Exercise goal ->
Please transcribe the data that follows, keeping every line exact.

[Start of section]

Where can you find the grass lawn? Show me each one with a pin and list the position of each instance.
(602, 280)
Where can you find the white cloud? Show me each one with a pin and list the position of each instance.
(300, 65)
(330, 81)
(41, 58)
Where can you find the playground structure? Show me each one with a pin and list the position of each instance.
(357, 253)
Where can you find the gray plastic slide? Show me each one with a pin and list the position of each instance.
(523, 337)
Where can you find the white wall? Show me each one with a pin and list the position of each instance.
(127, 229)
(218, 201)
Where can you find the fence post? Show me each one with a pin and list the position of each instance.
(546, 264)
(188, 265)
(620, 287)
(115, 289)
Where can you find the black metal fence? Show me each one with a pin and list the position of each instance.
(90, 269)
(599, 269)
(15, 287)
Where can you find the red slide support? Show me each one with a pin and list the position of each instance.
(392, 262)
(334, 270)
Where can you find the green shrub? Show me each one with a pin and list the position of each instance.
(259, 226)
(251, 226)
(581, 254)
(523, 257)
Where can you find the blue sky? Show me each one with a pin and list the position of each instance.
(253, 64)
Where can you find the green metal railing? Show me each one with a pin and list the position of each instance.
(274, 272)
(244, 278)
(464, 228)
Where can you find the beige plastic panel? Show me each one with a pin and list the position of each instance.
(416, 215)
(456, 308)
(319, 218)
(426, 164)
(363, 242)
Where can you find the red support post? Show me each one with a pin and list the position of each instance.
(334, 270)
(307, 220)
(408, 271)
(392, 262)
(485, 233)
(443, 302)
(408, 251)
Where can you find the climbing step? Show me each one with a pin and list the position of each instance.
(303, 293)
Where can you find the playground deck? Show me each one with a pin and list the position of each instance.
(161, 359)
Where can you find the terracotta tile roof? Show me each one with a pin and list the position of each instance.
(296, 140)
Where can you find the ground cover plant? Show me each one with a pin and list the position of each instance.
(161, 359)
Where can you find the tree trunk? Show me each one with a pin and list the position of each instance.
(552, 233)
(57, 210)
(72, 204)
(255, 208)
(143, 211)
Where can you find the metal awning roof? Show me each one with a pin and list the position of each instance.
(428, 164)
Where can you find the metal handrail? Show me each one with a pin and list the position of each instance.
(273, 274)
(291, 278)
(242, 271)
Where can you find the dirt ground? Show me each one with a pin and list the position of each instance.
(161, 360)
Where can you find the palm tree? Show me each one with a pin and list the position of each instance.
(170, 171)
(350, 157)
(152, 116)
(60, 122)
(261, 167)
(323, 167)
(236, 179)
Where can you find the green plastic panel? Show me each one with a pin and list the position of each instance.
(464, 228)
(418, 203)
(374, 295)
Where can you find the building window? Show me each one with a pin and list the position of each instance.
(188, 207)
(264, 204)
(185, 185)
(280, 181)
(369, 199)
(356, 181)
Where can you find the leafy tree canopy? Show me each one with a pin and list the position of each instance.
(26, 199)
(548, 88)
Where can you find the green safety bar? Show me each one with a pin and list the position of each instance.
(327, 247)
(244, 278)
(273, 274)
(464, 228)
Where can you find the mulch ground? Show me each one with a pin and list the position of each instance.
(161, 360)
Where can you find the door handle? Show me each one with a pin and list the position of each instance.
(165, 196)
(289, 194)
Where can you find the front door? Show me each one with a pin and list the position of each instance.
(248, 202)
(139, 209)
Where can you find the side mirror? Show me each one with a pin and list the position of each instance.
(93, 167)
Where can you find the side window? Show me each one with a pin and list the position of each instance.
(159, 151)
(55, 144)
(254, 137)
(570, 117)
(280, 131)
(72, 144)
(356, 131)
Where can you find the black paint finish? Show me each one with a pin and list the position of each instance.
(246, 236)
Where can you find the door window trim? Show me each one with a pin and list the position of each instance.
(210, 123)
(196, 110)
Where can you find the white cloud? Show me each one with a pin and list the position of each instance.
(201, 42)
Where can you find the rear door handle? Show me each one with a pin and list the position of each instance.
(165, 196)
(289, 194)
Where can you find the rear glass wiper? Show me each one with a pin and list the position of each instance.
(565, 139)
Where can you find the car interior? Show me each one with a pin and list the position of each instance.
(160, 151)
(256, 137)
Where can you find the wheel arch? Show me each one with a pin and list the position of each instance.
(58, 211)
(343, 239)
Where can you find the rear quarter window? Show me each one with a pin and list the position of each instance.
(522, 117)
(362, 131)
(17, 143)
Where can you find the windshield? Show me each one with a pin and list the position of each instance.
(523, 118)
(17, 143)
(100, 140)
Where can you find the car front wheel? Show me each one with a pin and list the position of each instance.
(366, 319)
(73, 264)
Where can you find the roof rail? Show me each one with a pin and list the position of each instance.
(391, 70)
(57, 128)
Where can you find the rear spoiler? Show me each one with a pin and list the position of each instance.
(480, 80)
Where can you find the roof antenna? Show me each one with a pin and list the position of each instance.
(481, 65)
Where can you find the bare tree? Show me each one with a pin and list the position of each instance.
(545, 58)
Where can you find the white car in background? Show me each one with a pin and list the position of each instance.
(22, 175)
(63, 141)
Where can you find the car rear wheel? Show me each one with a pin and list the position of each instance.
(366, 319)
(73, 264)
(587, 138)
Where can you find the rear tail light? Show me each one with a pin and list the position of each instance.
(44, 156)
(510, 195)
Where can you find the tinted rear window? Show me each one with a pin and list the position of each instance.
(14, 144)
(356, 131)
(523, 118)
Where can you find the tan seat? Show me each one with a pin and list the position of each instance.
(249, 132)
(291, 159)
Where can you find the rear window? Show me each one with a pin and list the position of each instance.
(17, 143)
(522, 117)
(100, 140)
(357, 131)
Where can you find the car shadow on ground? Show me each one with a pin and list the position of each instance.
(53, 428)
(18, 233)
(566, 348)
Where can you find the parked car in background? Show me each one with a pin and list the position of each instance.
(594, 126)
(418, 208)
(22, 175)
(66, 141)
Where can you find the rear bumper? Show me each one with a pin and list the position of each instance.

[End of section]

Exercise response ->
Where can you find the grass lawn? Show me each one with a pin and list the position of each instance.
(602, 280)
Where can you find the white cloud? Show me each one with a pin and list the position of each instance.
(300, 65)
(330, 81)
(41, 58)
Where can you find the playground structure? Show me each one with a pin and list the position of each instance.
(357, 253)
Where can you find the gray plastic slide? Show me each one with a pin and list the position of each instance.
(523, 337)
Where can you find the white wall? Show me each one with a pin and list the position of each instance.
(127, 229)
(218, 201)
Where can you find the fence post? Show me each one with a pin and list the position of each instance.
(546, 264)
(188, 265)
(620, 287)
(115, 289)
Where can you find the black metal fence? Show me each one with a pin and list the position of each instance.
(90, 269)
(599, 269)
(15, 287)
Where can you find the red slide support? Show me each one with a pin and list the position of each instance.
(392, 262)
(334, 270)
Where can you find the green shrub? Show me each one with a pin and list the position of each instance.
(259, 226)
(251, 226)
(581, 254)
(523, 257)
Where can you find the blue sky? Show me each one with a pin and list the position of each instance.
(253, 64)
Where can you find the green metal railing? Show me each one with a pin and list the position of each instance.
(274, 272)
(244, 278)
(464, 228)
Where can you find the beige plastic panel? Show me each one with a pin and list the position of each instance.
(416, 215)
(456, 308)
(319, 218)
(426, 164)
(363, 242)
Where can you find the red support post? Show me each one with a pin and list the position of each instance.
(334, 270)
(307, 220)
(408, 271)
(392, 262)
(485, 233)
(443, 302)
(408, 251)
Where can you find the climbing step? Show me each one with a pin and list the position of each instance.
(303, 293)
Where can you find the playground deck? Show me each one with a pin and list the position of each instance.
(161, 359)
Where can you find the terracotta tile roof? Show me each one with a pin and list the position of each instance.
(296, 140)
Where can you find the ground cover plant? Show me each one with a pin and list the position of each instance.
(161, 359)
Where can you find the tree trunk? Show me each one with a pin and list the position of each instance.
(552, 233)
(57, 210)
(72, 204)
(255, 208)
(143, 211)
Where can you find the metal awning roof? Show me each one with a pin and list the position of each instance.
(428, 164)
Where can you find the metal handrail? Show me each one with a pin and list the position of each instance.
(273, 274)
(291, 278)
(242, 271)
Where can you find the dirt ground? Show me each one with a pin and list the position of each instance.
(161, 360)
Where can you find the palm tree? Show me each one with a pin and list the position of each instance.
(170, 171)
(350, 157)
(152, 116)
(60, 122)
(261, 167)
(323, 167)
(236, 179)
Where can you find the green plastic panel? Show me each one with a pin and list the position of each instance.
(464, 228)
(418, 203)
(374, 295)
Where can you find the building window? Show me each one with a pin and list the position of each instance.
(188, 207)
(264, 204)
(185, 185)
(280, 181)
(369, 199)
(356, 181)
Where can you find the leafy tree canopy? Show me each one with a pin and list the position of each instance.
(26, 199)
(548, 88)
Where can you find the green safety bar? Show me each one with a pin and list the position of each instance.
(327, 247)
(244, 278)
(273, 274)
(464, 228)
Where can you find the mulch ground? Show me each one with a pin and list the position of each instance.
(161, 360)
Where can you find the door handle? Show me each one with a pin and list the position of each instance.
(165, 196)
(289, 194)
Where can you find the front door? Show me each one with a pin and list the position of each instance.
(248, 202)
(139, 209)
Where can you find the side mirror? Show me each one with a pin and list the position of each instance.
(93, 167)
Where can you find the side window? Show me each one with a pin and list the position of each instance.
(159, 151)
(55, 144)
(254, 137)
(570, 117)
(280, 131)
(72, 144)
(356, 131)
Where can you find the black paint finish? Show me each one with a pin and list the position of each instance.
(246, 236)
Where can you find the door window trim? Show me each one with a pin and list the position of each instance.
(210, 123)
(196, 110)
Where can you find the white cloud? Show me each one with a pin and list the position of each instance.
(201, 42)
Where can you find the rear door handle? Show me each one with a pin and list the position of each instance.
(165, 196)
(289, 194)
Where can you find the rear glass wiper? Show me each one with a pin and list the position of each instance.
(565, 139)
Where can you find the car interior? Show me each one with a pin and list the position of each instance.
(160, 151)
(256, 137)
Where can you find the wheel arch? Show me each one with a pin and list the position of each instance.
(58, 211)
(343, 239)
Where can you find the rear quarter window? Show me each one with a pin and list the position of each instance.
(522, 117)
(362, 131)
(17, 143)
Where can you find the windshield? Show me each one with a pin and list the position of each instance.
(523, 118)
(17, 143)
(100, 140)
Where can you find the car front wheel? Show me each one with a pin and list the position of each instance.
(366, 319)
(73, 264)
Where can you find the roof rail? Show me each one with a pin and list the position of each instance.
(391, 70)
(57, 128)
Where can you find the rear spoiler? Show me each one with a pin and list the position of each instance.
(480, 80)
Where can you find the roof antenna? Show me each one with a pin and list the position of each instance.
(481, 65)
Where can you find the bare tree? Show me each one with a pin and list the position of each instance.
(545, 58)
Where can you find the white car in background? Show me each one with a pin and list the position of each instance.
(22, 175)
(63, 141)
Where can you find the car rear wheel? Show me each one with a pin and list the position of each instance.
(366, 319)
(73, 264)
(587, 138)
Where can you find the rear tail light? Show me each one with a pin and list the position of each instance.
(44, 156)
(510, 195)
Where can you find the tinted rear window? Show me each one with a pin and list the position of each instance.
(14, 144)
(356, 131)
(523, 118)
Where can you find the tan seat? Show me each one with a pin and list the position of each instance.
(249, 132)
(291, 159)
Where can you find the rear window? Show me each one with a pin and list the position of each instance.
(17, 143)
(522, 117)
(100, 140)
(357, 131)
Where can you find the car shadow on ground? Show me each one with a pin and list the position of each instance.
(53, 428)
(18, 233)
(566, 348)
Where can you find the parked car in background? Show me each one with a pin and list the position of each instance.
(594, 126)
(418, 208)
(22, 175)
(66, 141)
Where can you find the rear bumper? Show me each one with a pin and list the position of each instance.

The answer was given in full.